WHAT IS ASKED: The records follow. Transcribe only the lines from the line containing "One point belongs on each instance of the horizontal" through the end, both ends included, and leave out the pictures.

GIVEN RECORDS:
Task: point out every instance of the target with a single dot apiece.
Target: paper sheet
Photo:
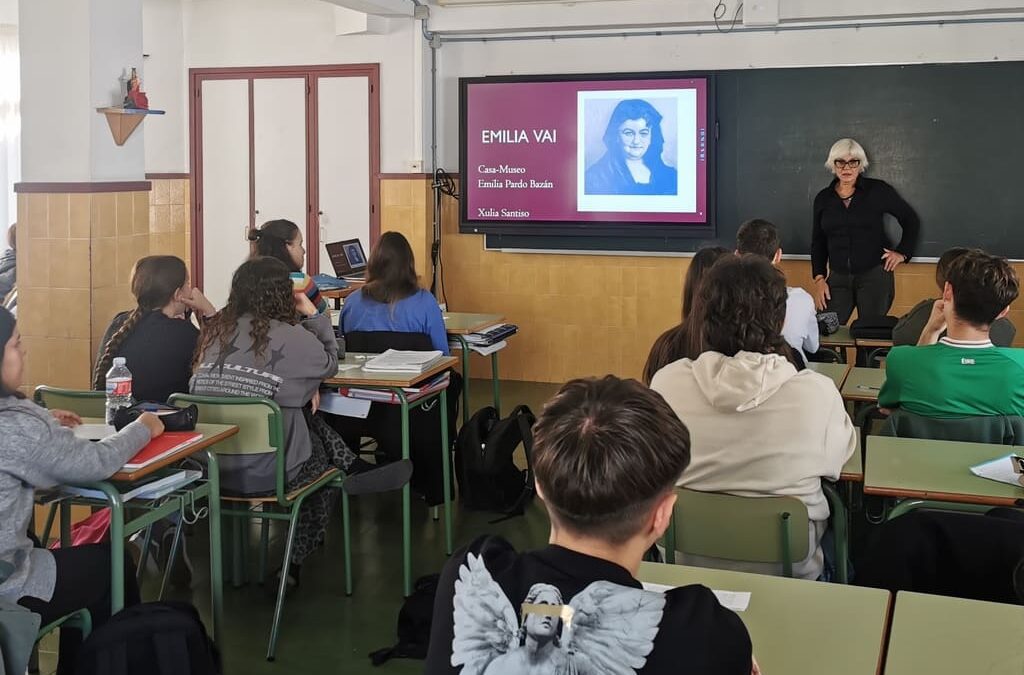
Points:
(735, 600)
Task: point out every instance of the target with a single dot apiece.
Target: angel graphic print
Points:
(605, 628)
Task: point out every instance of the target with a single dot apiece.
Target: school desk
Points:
(350, 374)
(798, 627)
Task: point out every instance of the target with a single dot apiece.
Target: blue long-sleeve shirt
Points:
(417, 313)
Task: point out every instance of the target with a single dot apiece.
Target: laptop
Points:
(348, 258)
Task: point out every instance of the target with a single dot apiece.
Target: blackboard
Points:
(949, 138)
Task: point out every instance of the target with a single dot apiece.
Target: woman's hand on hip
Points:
(821, 293)
(892, 258)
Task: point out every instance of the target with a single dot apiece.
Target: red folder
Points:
(161, 447)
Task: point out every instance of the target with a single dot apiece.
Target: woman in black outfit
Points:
(851, 260)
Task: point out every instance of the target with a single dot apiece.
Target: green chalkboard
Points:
(949, 138)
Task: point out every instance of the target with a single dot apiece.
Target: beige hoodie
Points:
(758, 427)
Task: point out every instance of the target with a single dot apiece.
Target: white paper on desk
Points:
(338, 405)
(1000, 469)
(93, 431)
(735, 600)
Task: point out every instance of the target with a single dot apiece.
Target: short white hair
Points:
(846, 148)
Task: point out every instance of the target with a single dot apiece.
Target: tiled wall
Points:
(578, 314)
(75, 257)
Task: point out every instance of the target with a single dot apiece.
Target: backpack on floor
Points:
(488, 479)
(164, 638)
(414, 623)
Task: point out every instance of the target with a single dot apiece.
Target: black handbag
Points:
(174, 419)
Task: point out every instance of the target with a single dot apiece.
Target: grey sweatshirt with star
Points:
(296, 361)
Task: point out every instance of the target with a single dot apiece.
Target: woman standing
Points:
(851, 260)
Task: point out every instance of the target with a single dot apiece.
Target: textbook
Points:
(163, 446)
(396, 361)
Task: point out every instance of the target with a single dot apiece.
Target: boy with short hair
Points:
(910, 325)
(962, 373)
(607, 454)
(801, 328)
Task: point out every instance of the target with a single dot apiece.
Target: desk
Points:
(935, 634)
(395, 383)
(863, 384)
(798, 627)
(458, 325)
(176, 502)
(936, 469)
(836, 372)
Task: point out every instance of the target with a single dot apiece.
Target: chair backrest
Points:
(999, 429)
(259, 422)
(83, 402)
(375, 342)
(744, 529)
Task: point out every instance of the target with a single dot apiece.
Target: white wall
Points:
(165, 82)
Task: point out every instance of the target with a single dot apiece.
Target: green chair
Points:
(261, 431)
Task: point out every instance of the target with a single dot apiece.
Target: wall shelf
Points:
(123, 121)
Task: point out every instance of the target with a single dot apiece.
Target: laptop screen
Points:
(347, 257)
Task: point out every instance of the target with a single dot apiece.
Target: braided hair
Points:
(260, 288)
(155, 280)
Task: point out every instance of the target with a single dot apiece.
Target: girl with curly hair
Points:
(157, 338)
(270, 342)
(748, 408)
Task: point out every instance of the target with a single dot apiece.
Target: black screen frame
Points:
(635, 228)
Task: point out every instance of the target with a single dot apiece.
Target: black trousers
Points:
(871, 292)
(83, 582)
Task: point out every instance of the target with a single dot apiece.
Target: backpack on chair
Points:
(488, 479)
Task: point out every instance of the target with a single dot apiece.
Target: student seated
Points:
(606, 455)
(392, 301)
(671, 345)
(911, 325)
(270, 342)
(962, 374)
(283, 240)
(801, 328)
(157, 338)
(759, 427)
(37, 450)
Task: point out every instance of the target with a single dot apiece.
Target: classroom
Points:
(511, 336)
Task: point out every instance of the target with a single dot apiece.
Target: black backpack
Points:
(488, 479)
(414, 623)
(164, 638)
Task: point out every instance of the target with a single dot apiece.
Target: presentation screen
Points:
(588, 155)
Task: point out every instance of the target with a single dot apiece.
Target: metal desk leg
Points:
(216, 560)
(407, 532)
(445, 472)
(496, 383)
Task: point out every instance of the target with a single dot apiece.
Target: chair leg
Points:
(283, 585)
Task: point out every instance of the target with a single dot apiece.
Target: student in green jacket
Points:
(962, 373)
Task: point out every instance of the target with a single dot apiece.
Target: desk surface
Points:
(211, 433)
(837, 372)
(461, 323)
(863, 384)
(936, 469)
(935, 634)
(359, 377)
(798, 626)
(840, 338)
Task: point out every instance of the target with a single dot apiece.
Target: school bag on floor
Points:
(153, 638)
(488, 479)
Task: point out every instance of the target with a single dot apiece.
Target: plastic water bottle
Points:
(118, 388)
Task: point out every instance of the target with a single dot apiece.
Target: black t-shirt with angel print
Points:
(584, 616)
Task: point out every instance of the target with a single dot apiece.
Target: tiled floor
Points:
(323, 630)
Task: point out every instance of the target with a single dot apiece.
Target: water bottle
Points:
(118, 388)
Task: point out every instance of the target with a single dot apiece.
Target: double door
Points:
(281, 142)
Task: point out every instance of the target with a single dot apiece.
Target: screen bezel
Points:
(686, 230)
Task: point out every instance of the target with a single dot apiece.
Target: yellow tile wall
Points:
(578, 315)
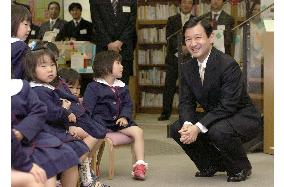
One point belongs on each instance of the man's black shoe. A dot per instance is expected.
(163, 117)
(206, 172)
(241, 176)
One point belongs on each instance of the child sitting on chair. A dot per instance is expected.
(108, 101)
(64, 111)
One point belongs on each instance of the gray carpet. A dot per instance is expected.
(170, 167)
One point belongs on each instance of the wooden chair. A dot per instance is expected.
(114, 140)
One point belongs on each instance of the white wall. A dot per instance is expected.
(85, 9)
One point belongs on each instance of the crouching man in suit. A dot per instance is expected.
(213, 140)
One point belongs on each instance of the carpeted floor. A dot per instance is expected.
(170, 167)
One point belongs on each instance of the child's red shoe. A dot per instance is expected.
(139, 171)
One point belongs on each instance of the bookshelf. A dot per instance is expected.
(150, 56)
(152, 18)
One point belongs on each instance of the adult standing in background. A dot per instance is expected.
(174, 24)
(115, 26)
(54, 24)
(78, 29)
(222, 20)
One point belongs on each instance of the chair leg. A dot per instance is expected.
(133, 154)
(111, 159)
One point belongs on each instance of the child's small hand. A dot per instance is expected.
(122, 122)
(73, 132)
(81, 133)
(66, 104)
(18, 134)
(72, 118)
(38, 173)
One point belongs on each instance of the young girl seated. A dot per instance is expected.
(108, 101)
(42, 148)
(63, 115)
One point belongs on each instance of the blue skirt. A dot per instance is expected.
(51, 154)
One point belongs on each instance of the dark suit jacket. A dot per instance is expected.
(59, 24)
(228, 21)
(223, 95)
(173, 25)
(34, 32)
(83, 32)
(109, 27)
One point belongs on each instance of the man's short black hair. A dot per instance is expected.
(204, 22)
(75, 5)
(53, 2)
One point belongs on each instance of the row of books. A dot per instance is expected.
(156, 100)
(152, 35)
(157, 12)
(154, 76)
(163, 11)
(152, 56)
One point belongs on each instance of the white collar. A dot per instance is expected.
(77, 21)
(16, 86)
(203, 64)
(117, 82)
(13, 40)
(53, 20)
(185, 15)
(35, 84)
(219, 12)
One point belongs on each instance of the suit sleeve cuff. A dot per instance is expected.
(201, 127)
(187, 123)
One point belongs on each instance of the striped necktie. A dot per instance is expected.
(201, 73)
(52, 22)
(114, 5)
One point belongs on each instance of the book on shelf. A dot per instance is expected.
(157, 12)
(149, 99)
(154, 76)
(152, 56)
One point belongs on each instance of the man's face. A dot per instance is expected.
(186, 6)
(197, 42)
(53, 11)
(216, 5)
(76, 13)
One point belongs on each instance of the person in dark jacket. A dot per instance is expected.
(78, 29)
(213, 139)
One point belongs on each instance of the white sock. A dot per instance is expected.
(141, 162)
(85, 173)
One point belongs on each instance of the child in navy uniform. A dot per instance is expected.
(63, 115)
(44, 149)
(108, 101)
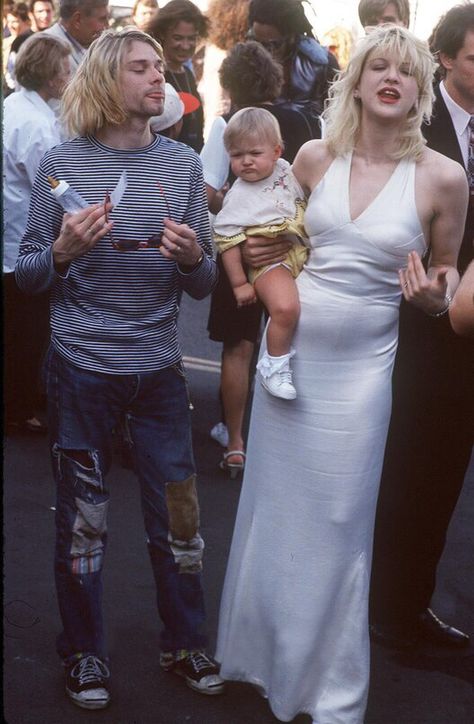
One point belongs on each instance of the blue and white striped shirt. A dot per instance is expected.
(116, 311)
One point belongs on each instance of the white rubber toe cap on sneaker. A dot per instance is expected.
(90, 699)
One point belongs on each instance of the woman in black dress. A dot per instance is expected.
(178, 27)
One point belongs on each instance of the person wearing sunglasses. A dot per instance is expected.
(282, 27)
(116, 270)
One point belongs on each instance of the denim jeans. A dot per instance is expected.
(84, 408)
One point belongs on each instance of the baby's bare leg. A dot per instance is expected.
(277, 290)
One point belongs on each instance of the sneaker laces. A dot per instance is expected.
(286, 377)
(89, 669)
(199, 661)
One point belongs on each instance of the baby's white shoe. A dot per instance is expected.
(276, 375)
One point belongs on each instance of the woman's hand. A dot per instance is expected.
(427, 291)
(244, 294)
(261, 251)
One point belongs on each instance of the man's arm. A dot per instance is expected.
(53, 239)
(196, 266)
(462, 309)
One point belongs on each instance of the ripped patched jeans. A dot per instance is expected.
(84, 408)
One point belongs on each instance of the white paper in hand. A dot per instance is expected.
(119, 190)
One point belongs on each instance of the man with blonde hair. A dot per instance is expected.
(117, 269)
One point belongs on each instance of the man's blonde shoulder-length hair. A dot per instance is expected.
(342, 114)
(94, 98)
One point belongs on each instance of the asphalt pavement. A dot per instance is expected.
(424, 686)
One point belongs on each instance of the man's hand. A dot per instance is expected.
(179, 244)
(79, 234)
(261, 251)
(244, 294)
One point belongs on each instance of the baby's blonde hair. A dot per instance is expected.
(253, 123)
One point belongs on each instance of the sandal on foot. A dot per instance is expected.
(232, 468)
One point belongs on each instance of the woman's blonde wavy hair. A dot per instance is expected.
(342, 114)
(93, 98)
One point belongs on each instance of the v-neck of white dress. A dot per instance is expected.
(381, 192)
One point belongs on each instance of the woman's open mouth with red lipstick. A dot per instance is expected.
(389, 95)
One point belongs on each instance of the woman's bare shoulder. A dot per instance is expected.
(440, 171)
(311, 163)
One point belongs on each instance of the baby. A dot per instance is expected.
(265, 200)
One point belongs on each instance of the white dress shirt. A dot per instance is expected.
(460, 119)
(30, 128)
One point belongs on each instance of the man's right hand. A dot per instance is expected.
(261, 250)
(79, 233)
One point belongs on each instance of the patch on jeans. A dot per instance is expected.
(187, 553)
(87, 548)
(83, 474)
(183, 512)
(183, 508)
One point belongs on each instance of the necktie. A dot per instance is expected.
(470, 160)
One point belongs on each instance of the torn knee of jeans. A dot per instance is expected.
(183, 509)
(88, 534)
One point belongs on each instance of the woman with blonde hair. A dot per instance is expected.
(293, 616)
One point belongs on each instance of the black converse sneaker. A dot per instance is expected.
(199, 670)
(87, 682)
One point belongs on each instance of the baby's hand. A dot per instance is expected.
(245, 294)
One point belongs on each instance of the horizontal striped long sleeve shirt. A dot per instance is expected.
(116, 311)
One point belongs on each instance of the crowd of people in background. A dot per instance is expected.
(324, 143)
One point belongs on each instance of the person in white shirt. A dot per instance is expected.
(30, 128)
(80, 22)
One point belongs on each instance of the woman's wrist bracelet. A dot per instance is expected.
(448, 299)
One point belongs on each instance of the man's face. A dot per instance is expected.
(272, 39)
(388, 15)
(142, 81)
(459, 79)
(42, 14)
(86, 28)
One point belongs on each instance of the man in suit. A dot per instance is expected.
(377, 12)
(80, 22)
(430, 437)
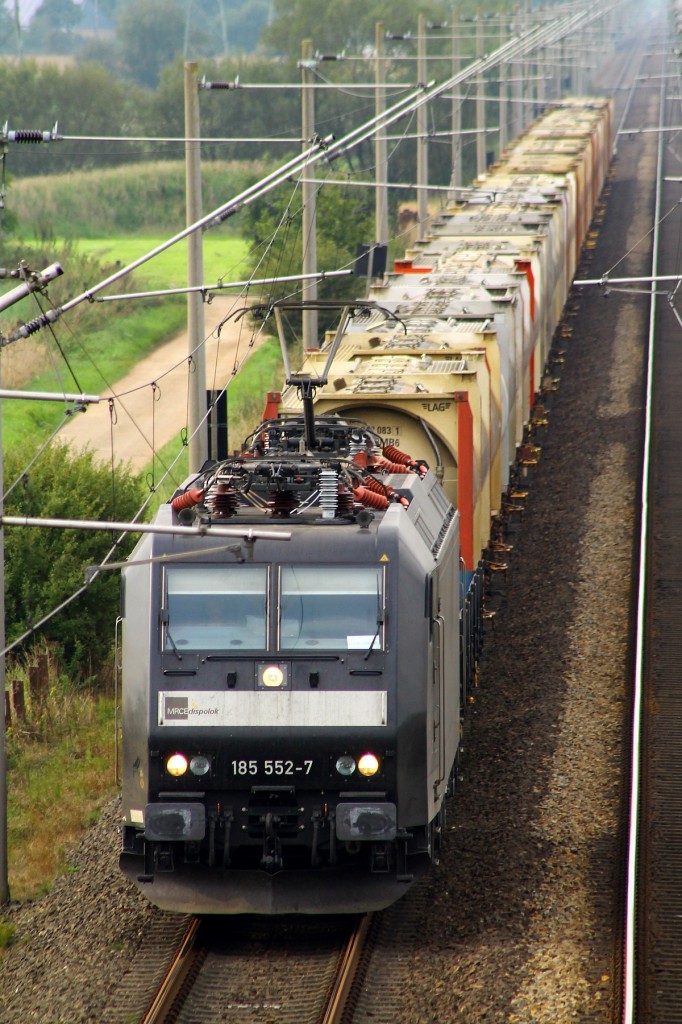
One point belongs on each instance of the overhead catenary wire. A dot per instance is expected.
(329, 148)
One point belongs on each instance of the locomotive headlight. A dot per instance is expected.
(176, 765)
(345, 765)
(368, 765)
(200, 765)
(272, 677)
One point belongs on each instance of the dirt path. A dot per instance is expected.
(146, 419)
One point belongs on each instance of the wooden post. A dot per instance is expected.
(17, 700)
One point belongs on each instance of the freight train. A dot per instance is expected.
(293, 699)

TASK OUTPUT:
One point belongs on each instance of the horizontal striped long sleeve shirt. A dot per instance is expected.
(116, 311)
One point belongs on each instance of the crowd of people in background. A dot per instance is expected.
(324, 143)
One point belongs on each instance of the person in white shirt. A dot per instance is expected.
(30, 128)
(80, 22)
One point belongs on each instance of the woman's wrist bracelet. A dot per instance is expected.
(448, 299)
One point belongs on each instance of the man's face. A dot per instance is expected.
(272, 39)
(388, 15)
(142, 81)
(459, 79)
(42, 14)
(86, 28)
One point belongs on each instance of the man in suit. A dot per instance is expected.
(377, 12)
(80, 22)
(430, 437)
One point belongs on each instance of the overhead catenary wire. A dot per instance is expected.
(329, 148)
One point belongs on each instance of the locomotive headlight. A dot per instance is expected.
(176, 765)
(345, 765)
(368, 765)
(200, 765)
(272, 677)
One point belongs on each instance of the dirt path. A dot per instance is expected.
(146, 419)
One point belongs on each instance of the wooden post. A dot per instance is expected.
(17, 700)
One point belongs on each instance of the freight train. A dot per instance is expected.
(293, 699)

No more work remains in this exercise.